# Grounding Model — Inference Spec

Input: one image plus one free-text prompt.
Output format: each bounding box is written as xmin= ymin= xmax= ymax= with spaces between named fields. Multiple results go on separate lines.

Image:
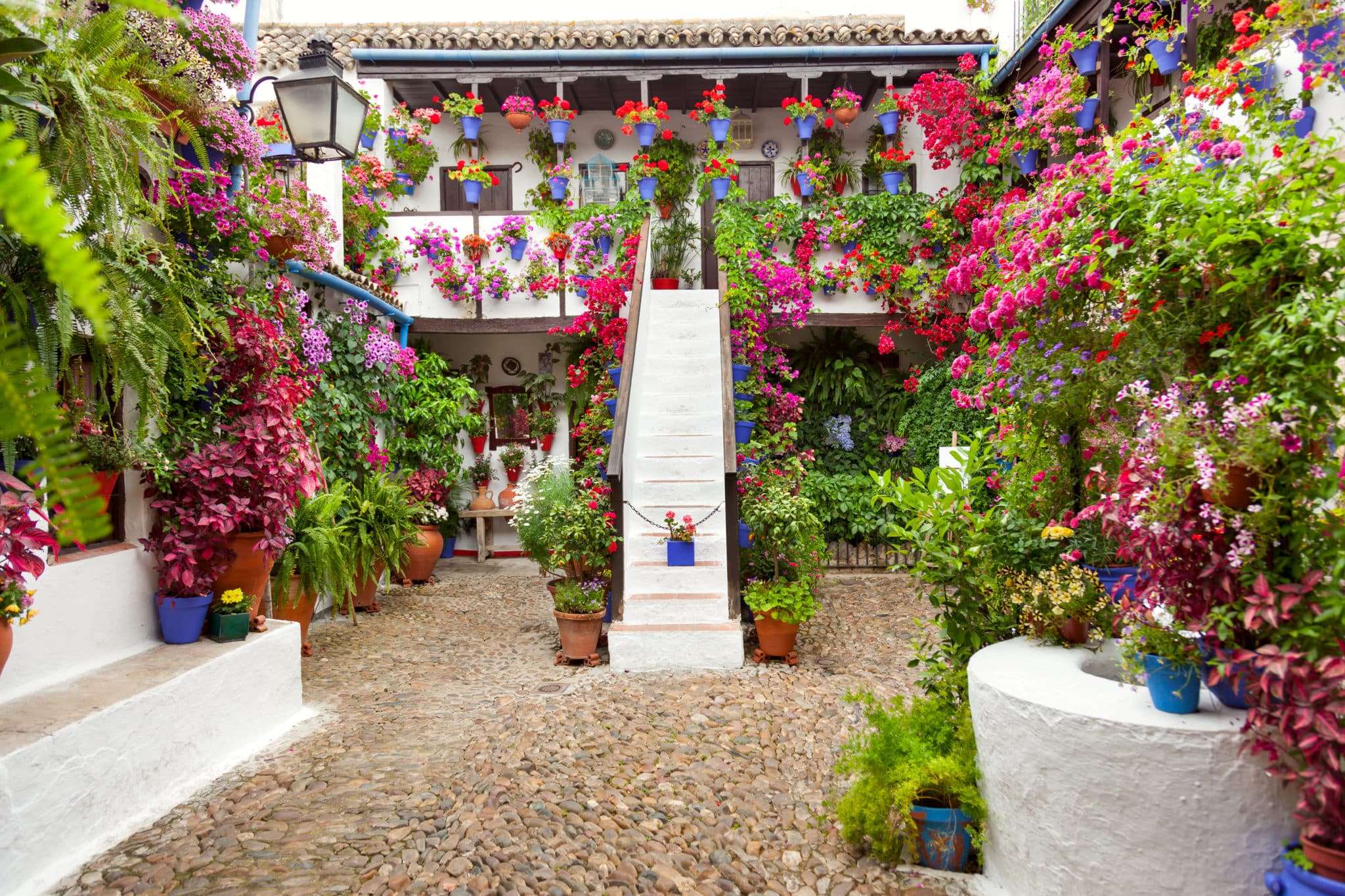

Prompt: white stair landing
xmin=0 ymin=619 xmax=305 ymax=896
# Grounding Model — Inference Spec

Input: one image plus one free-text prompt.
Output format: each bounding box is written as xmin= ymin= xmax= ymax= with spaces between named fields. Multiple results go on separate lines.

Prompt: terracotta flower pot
xmin=753 ymin=610 xmax=799 ymax=657
xmin=353 ymin=560 xmax=384 ymax=612
xmin=552 ymin=610 xmax=603 ymax=665
xmin=271 ymin=575 xmax=317 ymax=657
xmin=402 ymin=525 xmax=444 ymax=582
xmin=1299 ymin=837 xmax=1345 ymax=883
xmin=211 ymin=532 xmax=275 ymax=624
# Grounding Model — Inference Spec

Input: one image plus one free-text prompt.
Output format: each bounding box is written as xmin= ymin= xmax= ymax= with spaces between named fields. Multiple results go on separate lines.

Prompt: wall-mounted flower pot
xmin=1143 ymin=653 xmax=1201 ymax=716
xmin=910 ymin=803 xmax=971 ymax=870
xmin=667 ymin=539 xmax=695 ymax=567
xmin=206 ymin=612 xmax=250 ymax=643
xmin=155 ymin=594 xmax=214 ymax=643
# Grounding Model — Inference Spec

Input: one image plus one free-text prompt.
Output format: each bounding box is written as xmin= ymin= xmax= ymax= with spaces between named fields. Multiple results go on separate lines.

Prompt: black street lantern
xmin=275 ymin=37 xmax=368 ymax=163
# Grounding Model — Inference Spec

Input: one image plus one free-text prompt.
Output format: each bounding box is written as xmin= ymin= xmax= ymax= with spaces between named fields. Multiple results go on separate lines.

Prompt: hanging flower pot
xmin=1145 ymin=33 xmax=1185 ymax=75
xmin=667 ymin=539 xmax=695 ymax=567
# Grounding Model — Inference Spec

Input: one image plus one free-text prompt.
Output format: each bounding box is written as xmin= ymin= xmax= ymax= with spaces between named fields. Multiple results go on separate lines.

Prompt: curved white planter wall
xmin=969 ymin=638 xmax=1296 ymax=896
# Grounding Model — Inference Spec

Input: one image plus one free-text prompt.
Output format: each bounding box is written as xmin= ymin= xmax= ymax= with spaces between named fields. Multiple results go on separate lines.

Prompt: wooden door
xmin=701 ymin=161 xmax=775 ymax=289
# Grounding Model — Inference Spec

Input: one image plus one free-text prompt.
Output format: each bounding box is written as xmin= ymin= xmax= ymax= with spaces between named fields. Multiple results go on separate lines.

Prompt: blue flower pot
xmin=1143 ymin=653 xmax=1201 ymax=716
xmin=667 ymin=540 xmax=695 ymax=567
xmin=1145 ymin=33 xmax=1186 ymax=75
xmin=1013 ymin=149 xmax=1041 ymax=175
xmin=1069 ymin=40 xmax=1101 ymax=75
xmin=910 ymin=805 xmax=971 ymax=870
xmin=155 ymin=594 xmax=214 ymax=643
xmin=1074 ymin=96 xmax=1100 ymax=131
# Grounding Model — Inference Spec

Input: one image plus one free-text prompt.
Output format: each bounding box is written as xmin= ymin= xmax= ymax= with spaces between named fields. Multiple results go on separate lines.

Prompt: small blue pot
xmin=1145 ymin=33 xmax=1186 ymax=75
xmin=1074 ymin=96 xmax=1100 ymax=131
xmin=910 ymin=806 xmax=971 ymax=870
xmin=1143 ymin=653 xmax=1201 ymax=716
xmin=1069 ymin=40 xmax=1101 ymax=75
xmin=667 ymin=540 xmax=695 ymax=567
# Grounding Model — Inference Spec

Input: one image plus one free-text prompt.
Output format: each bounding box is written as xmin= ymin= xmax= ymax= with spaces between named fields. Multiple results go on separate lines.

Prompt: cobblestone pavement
xmin=58 ymin=561 xmax=967 ymax=896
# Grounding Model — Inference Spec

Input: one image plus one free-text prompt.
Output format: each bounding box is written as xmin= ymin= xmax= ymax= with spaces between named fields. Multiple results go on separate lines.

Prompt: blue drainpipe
xmin=285 ymin=261 xmax=416 ymax=348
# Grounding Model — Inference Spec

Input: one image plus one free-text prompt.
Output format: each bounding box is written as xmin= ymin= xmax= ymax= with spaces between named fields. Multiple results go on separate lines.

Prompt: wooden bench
xmin=458 ymin=508 xmax=514 ymax=563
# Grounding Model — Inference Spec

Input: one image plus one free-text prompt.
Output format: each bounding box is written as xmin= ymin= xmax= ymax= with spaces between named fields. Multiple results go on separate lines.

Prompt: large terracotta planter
xmin=403 ymin=525 xmax=444 ymax=582
xmin=753 ymin=610 xmax=799 ymax=665
xmin=271 ymin=575 xmax=317 ymax=657
xmin=552 ymin=610 xmax=603 ymax=666
xmin=211 ymin=532 xmax=273 ymax=625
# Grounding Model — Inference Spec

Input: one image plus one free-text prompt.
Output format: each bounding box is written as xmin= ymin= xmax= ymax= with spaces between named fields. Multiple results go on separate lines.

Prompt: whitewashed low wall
xmin=969 ymin=638 xmax=1296 ymax=896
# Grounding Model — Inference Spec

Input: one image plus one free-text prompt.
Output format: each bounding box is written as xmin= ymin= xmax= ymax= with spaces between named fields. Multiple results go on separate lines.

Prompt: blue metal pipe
xmin=351 ymin=43 xmax=997 ymax=67
xmin=285 ymin=261 xmax=416 ymax=348
xmin=991 ymin=0 xmax=1078 ymax=90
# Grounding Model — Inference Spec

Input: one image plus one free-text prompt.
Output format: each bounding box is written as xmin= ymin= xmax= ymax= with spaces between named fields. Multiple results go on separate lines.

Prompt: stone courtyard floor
xmin=56 ymin=560 xmax=967 ymax=896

^^^^^^^^

## EXERCISE REQUIREMENTS
Copy the lines word for word, starting at the first line and ending with the line that contains "xmin=0 ymin=619 xmax=305 ymax=896". Leave out the pictures.

## ANSWER FOR THIS EXERCISE
# Grounding Model — Inference Spec

Input: one image plus one free-text prompt.
Output format: each bounding box is written as xmin= ymin= xmax= ymax= with spaces between named fields. Multiple results go on separate lines.

Image:

Prompt: white stair landing
xmin=0 ymin=619 xmax=305 ymax=896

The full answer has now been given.